> [Stated goal]: Reproduce all of the data word for word.

> [Dataset rows]:
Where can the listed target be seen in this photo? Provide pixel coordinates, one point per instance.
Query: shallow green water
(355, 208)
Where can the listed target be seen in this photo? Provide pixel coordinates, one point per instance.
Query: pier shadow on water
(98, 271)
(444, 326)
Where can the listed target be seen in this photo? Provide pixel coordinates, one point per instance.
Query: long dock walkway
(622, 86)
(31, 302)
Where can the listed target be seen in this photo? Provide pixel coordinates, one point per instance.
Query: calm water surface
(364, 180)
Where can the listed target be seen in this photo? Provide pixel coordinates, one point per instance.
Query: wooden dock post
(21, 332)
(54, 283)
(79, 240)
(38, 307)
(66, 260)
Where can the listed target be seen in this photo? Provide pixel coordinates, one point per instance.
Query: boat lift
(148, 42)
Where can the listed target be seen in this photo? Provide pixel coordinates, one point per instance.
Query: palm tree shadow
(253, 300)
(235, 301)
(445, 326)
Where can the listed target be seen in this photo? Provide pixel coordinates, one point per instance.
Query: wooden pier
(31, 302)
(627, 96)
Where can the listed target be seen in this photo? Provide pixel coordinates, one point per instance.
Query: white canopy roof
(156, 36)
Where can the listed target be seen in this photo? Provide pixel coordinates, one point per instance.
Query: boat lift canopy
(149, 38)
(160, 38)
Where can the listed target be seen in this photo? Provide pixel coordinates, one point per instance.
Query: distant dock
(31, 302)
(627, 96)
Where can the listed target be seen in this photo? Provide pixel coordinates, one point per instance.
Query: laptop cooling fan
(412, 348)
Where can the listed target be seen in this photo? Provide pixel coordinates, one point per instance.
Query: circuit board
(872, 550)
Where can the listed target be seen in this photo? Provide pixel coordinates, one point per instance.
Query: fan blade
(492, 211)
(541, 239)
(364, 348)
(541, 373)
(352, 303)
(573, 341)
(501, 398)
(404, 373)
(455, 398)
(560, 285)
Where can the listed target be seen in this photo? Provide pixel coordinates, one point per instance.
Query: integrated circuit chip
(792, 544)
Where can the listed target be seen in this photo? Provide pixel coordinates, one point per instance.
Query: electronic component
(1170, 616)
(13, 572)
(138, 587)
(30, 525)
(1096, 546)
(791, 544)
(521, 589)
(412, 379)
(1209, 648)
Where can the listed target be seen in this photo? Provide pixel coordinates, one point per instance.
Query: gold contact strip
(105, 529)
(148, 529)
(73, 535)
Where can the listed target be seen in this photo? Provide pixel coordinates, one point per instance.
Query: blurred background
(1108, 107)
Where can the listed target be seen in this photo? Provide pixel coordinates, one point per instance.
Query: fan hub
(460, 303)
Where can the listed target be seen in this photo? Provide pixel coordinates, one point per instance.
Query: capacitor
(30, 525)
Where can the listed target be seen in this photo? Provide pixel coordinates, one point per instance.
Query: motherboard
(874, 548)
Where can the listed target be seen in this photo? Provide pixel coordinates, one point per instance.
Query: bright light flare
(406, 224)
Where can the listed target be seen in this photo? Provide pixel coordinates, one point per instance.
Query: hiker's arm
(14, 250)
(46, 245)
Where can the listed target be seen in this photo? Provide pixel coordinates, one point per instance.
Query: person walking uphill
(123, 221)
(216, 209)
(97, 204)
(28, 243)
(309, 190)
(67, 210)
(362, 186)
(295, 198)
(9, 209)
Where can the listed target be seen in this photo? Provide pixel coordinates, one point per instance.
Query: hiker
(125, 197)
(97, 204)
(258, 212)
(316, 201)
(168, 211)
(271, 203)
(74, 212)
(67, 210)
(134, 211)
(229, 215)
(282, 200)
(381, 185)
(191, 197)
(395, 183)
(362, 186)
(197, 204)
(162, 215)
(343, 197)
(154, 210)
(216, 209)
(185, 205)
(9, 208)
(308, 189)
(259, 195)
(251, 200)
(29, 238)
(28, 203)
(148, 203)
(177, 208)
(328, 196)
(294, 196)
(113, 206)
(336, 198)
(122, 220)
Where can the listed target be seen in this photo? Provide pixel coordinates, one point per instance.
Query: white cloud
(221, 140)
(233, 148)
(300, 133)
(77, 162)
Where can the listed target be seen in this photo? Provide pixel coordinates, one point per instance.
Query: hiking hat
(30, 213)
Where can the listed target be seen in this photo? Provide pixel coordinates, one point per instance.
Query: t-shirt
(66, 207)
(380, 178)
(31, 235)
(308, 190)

> [Written answer]:
Where can the listed target be seen in this photo? Provide pixel coordinates, one point per instance.
Query: shallow green water
(355, 208)
Where can the listed target be seen in this photo? Provide pixel coordinates, one point per instance.
Query: pier shadow on water
(98, 271)
(444, 326)
Where can the listed target be seen in this photo? Provide pixel coordinates, one point per instance.
Query: long dock walkway
(622, 86)
(31, 302)
Where can the listed target be seen in this photo? Provide pixel coordinates, one point per instance.
Query: calm water surface
(364, 180)
Where can the listed target be seen in this photo? Provide pixel coordinates, one point per instance.
Query: wooden dock post
(21, 332)
(54, 283)
(79, 240)
(38, 307)
(66, 260)
Where can the listed target be seen in this photo? Provide pixel coordinates, one point per instance.
Query: boat lift
(148, 42)
Where can the listed target be seen in this photo? Provide pixel coordinates, one point per instance.
Query: palm tree shadow
(253, 300)
(235, 301)
(445, 326)
Where can the listed target be seen in this photo? Provide pixel coordinates, one point per instance.
Query: wooden pier
(31, 302)
(627, 96)
Where can the listed target be seen in this photo? Provide pixel coordinates, one point per instance.
Query: white canopy roof
(156, 36)
Where can the listed target be seen in this photo? Provide pixel coordinates, one point per instance.
Query: boat lift canopy
(149, 38)
(160, 38)
Where can the listed target be seen in this photo? Provide pixel coordinates, one point per instance.
Query: distant dock
(31, 302)
(627, 96)
Where can the listed target be seen in this photo? Provide pixel coordinates, one point per instance.
Query: laptop cooling fan
(412, 348)
Where can the listed target be seen in this photo? Provide pixel coordinates, one point per instance.
Query: circuit board
(872, 550)
Where can the listed target be seen in this photo? Provide pixel coordinates, one point per instance.
Query: fan blade
(492, 211)
(541, 239)
(364, 348)
(541, 373)
(352, 303)
(573, 341)
(501, 398)
(404, 373)
(455, 398)
(560, 285)
Where can the listed target be seen in this photo? Provide pixel coordinates, one point per instance.
Query: integrated circuit chip
(792, 544)
Where can the listed target be seen in this photo? Provide pixel coordinates, one point per instance.
Query: electronic component
(1170, 616)
(13, 572)
(138, 587)
(30, 525)
(1096, 546)
(791, 544)
(521, 589)
(412, 379)
(1209, 648)
Where can the listed target be seen in this photo? Provide pixel coordinates, one point per instance.
Query: gold contact strip
(105, 529)
(148, 529)
(73, 535)
Where can the listed target be seen in this photo? Provide pixel coordinates, one point per instance.
Query: blurred background
(1108, 107)
Where can the listed target be seen in this photo? Provide pixel coordinates, one point per instance.
Query: fan hub
(460, 303)
Where can the listed target be seen in this photo? Provide pixel coordinates, one point per instance.
Query: capacitor
(30, 525)
Where can the listed target be seen in this photo? Provide pixel coordinates, one point per instance.
Query: motherboard
(874, 548)
Where can the listed target be seen in this photo? Provide pixel coordinates, one point per instance.
Query: bright light flare
(406, 224)
Where can the listed target be seen in this photo? Provide pixel coordinates, one point per instance.
Query: hiker's arm
(14, 250)
(46, 245)
Where can the listed target be seen in this photo? Provide pixel coordinates, one point per instance.
Query: person walking uphill
(123, 221)
(216, 209)
(97, 204)
(28, 243)
(309, 190)
(67, 210)
(362, 186)
(295, 198)
(9, 209)
Where can the listed target be seen in this photo? Provide pixel coordinates, one point per instance.
Query: hiker
(125, 197)
(97, 204)
(258, 212)
(316, 201)
(168, 211)
(271, 203)
(74, 212)
(67, 210)
(134, 211)
(229, 215)
(282, 200)
(381, 185)
(191, 197)
(395, 183)
(362, 186)
(197, 204)
(162, 215)
(343, 197)
(154, 210)
(216, 209)
(185, 205)
(9, 208)
(308, 189)
(259, 195)
(251, 200)
(29, 238)
(28, 203)
(148, 203)
(177, 208)
(328, 196)
(294, 196)
(113, 206)
(336, 198)
(122, 220)
Where can the listed target be seen in this photo? Provide pixel coordinates, one point per instance.
Query: white cloud
(221, 140)
(233, 148)
(300, 133)
(77, 162)
Where can the listed target be seen in this photo? Provide pixel coordinates, one point per instance.
Query: hiking hat
(30, 213)
Where can the listed target be seen in this photo? Provide pixel coordinates, one point per instance.
Query: t-shirt
(66, 207)
(380, 178)
(31, 235)
(308, 190)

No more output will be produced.